──────── DOCUMENT EXCERPT

The captain nodded. “You didn’t just say it. You were screaming it at all our supporters when Koibus and I tried to intervene. They were going to shut you up, bru. They were going to tear you apart. And then when I put my handcuffs on you, that’s when you started calling my mother a cunt.”

“I did?”

“Again and again and again.”

“But I don’t speak Afrikaans. I’m from Canada.”

“I’d beg to differ, my son. You spoke it like one of us”, the captain laughed.

Koibus handed me a glass of water and I drank. Visions of an impromptu firing squad flashed in front of my eyes. Worse case scenario, I thought, they’d beat me with a sjambok (a short whip made of rhino hide) and dump me by the side of some deserted highway. I sat dazed and shaking.

“You ruined the game for a lot of people, meneer”.

“I did?”

“You made us angry“, Koibus said, rolling his R’s like a Dutchman. “We like watching our boys lay a good pounding on you rooinekke fucks, but we had to drag your stupid arse back here to save your red neck”.

────────────────

> YOUR ASSIGNMENT
Copy the stretch of the story excerpt from "The captain nodded." through "dazed and shaking.", substituting "officer" for each "captain".

──────── EXTRACTED ENTRIES

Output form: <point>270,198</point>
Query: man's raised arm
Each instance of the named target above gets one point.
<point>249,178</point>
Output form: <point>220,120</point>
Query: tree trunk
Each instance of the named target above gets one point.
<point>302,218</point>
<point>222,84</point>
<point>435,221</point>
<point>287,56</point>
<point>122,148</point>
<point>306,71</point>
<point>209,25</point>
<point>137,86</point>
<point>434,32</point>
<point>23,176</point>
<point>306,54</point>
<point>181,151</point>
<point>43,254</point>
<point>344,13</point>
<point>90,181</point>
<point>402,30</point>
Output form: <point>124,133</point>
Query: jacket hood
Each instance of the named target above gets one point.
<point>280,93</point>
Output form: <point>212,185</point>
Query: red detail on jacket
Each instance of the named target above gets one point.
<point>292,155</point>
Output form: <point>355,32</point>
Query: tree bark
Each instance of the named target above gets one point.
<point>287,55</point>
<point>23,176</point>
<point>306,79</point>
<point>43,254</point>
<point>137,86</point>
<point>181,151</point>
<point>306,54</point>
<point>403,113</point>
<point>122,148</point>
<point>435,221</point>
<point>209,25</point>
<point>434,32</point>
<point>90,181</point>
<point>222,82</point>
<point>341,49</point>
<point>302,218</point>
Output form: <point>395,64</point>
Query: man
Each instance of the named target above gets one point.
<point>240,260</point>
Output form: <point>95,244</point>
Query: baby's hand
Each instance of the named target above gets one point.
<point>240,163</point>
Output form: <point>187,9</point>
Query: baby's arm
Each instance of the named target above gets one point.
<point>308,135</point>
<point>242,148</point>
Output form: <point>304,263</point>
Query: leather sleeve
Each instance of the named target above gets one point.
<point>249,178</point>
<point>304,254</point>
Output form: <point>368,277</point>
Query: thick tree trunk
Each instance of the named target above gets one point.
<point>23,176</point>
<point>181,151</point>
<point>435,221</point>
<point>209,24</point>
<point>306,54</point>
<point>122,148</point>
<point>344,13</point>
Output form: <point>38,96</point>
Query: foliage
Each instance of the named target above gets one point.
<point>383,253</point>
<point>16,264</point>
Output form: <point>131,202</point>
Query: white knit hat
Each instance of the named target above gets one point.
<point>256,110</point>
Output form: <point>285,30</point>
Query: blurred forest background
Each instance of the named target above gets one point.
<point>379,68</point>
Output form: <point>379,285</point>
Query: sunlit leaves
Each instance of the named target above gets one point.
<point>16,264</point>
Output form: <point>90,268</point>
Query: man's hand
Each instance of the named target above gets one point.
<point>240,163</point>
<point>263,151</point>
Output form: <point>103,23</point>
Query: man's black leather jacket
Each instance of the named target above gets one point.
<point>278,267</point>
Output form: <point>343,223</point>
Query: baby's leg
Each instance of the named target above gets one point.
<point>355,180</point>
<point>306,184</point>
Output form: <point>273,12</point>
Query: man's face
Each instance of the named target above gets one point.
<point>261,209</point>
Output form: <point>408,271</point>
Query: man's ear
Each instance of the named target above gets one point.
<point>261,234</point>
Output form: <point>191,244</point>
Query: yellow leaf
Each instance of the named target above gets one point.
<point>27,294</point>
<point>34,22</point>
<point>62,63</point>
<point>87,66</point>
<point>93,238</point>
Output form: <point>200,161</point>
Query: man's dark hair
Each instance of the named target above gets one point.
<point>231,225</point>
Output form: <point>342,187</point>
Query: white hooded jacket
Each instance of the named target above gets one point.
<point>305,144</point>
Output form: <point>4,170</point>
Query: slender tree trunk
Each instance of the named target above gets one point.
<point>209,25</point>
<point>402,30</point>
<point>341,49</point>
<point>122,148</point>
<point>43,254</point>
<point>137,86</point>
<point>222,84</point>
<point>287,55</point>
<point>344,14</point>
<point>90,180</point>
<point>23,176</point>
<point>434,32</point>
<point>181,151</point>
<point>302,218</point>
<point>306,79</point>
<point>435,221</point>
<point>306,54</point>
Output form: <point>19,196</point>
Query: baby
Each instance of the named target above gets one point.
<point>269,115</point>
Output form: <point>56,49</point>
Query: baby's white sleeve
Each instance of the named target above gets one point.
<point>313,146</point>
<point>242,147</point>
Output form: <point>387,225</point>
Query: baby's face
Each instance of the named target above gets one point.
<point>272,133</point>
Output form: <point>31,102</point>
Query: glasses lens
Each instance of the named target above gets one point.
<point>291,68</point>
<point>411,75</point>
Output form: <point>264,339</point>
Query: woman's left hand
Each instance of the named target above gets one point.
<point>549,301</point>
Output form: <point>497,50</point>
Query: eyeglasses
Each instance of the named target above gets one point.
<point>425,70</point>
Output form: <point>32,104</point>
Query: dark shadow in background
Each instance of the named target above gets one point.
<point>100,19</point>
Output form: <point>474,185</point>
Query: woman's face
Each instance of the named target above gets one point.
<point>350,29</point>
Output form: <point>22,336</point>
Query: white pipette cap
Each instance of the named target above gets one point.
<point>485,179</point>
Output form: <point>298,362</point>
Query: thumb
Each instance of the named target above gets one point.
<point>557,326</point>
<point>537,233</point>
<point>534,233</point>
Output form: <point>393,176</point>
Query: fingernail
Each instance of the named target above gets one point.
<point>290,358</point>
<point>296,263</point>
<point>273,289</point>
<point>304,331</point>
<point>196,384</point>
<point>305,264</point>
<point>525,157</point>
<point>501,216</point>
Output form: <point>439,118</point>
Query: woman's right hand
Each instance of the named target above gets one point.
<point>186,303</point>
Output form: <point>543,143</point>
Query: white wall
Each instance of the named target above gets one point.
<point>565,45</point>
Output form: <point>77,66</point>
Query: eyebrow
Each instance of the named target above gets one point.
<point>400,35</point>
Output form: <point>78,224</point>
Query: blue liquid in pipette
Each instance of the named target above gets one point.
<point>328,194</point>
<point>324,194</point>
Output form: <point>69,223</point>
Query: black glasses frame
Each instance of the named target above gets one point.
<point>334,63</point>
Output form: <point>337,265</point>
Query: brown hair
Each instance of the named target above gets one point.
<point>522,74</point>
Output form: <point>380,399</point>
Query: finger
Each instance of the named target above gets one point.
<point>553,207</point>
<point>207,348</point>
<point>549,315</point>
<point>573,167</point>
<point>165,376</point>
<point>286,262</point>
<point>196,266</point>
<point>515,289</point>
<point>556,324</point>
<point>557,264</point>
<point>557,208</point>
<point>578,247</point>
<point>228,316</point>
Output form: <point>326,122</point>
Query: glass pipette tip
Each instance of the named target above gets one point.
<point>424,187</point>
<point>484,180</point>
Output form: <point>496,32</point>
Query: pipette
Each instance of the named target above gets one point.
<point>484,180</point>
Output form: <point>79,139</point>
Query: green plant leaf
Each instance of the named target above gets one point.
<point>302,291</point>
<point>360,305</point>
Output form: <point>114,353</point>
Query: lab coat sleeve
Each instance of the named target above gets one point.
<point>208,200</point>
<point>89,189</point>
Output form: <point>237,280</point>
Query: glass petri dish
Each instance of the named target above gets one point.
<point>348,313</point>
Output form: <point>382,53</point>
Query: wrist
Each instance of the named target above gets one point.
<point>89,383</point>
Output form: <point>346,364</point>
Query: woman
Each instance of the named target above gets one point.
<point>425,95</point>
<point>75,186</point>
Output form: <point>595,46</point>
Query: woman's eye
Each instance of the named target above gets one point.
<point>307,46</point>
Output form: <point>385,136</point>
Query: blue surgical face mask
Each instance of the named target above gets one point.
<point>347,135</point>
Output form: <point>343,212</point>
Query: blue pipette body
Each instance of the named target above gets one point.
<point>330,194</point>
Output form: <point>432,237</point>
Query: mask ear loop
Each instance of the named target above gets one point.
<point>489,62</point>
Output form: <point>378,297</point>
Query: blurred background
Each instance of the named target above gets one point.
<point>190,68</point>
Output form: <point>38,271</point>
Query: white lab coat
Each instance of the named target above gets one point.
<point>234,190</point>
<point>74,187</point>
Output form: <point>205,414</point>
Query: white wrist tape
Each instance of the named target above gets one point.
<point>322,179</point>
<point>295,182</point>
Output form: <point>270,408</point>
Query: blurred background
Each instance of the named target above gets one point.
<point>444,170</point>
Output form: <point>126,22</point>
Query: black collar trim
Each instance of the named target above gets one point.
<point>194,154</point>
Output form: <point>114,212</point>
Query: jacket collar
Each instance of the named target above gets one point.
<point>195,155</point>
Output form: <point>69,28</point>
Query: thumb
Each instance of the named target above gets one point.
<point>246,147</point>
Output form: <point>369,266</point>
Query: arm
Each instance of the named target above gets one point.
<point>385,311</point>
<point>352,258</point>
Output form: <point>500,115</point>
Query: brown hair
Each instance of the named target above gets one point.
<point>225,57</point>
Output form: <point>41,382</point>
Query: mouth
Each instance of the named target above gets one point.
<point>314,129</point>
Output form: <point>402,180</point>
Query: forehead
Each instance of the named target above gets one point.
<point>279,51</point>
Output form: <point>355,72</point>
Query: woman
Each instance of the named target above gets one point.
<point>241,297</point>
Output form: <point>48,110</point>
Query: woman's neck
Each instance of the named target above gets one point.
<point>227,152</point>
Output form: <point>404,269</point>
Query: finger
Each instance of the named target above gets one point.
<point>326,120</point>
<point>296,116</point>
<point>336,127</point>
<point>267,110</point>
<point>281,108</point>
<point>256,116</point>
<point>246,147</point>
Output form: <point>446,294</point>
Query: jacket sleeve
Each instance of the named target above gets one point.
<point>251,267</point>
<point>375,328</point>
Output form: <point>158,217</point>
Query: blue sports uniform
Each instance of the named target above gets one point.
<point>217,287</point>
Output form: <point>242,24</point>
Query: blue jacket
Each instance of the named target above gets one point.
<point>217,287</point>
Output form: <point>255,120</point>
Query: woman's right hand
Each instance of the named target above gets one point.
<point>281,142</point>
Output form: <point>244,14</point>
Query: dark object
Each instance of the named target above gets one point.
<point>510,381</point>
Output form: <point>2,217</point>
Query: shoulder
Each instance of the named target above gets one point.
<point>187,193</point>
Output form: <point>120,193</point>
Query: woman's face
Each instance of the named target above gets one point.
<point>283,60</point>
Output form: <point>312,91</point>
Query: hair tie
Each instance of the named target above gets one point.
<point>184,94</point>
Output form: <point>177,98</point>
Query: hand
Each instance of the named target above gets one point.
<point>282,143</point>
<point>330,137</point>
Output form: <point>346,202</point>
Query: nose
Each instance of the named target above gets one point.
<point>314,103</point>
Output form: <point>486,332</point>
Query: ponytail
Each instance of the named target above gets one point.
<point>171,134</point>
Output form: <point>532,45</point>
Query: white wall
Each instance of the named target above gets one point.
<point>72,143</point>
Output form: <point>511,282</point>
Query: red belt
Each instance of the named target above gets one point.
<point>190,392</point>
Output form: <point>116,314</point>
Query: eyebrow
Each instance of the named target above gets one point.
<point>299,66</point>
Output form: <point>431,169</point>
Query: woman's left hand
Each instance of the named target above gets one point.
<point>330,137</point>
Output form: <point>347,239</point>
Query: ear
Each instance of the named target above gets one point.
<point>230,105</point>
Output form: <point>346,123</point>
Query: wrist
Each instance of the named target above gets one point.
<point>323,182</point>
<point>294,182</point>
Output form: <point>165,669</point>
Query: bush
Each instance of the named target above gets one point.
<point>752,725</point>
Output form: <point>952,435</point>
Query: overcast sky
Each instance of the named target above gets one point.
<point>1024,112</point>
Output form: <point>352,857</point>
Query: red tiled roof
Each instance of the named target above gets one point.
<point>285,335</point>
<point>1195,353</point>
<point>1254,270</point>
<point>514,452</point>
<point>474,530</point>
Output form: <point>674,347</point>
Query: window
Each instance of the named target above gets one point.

────────────────

> ANSWER AREA
The officer nodded. “You didn’t just say it. You were screaming it at all our supporters when Koibus and I tried to intervene. They were going to shut you up, bru. They were going to tear you apart. And then when I put my handcuffs on you, that’s when you started calling my mother a cunt.”

“I did?”

“Again and again and again.”

“But I don’t speak Afrikaans. I’m from Canada.”

“I’d beg to differ, my son. You spoke it like one of us”, the officer laughed.

Koibus handed me a glass of water and I drank. Visions of an impromptu firing squad flashed in front of my eyes. Worse case scenario, I thought, they’d beat me with a sjambok (a short whip made of rhino hide) and dump me by the side of some deserted highway. I sat dazed and shaking.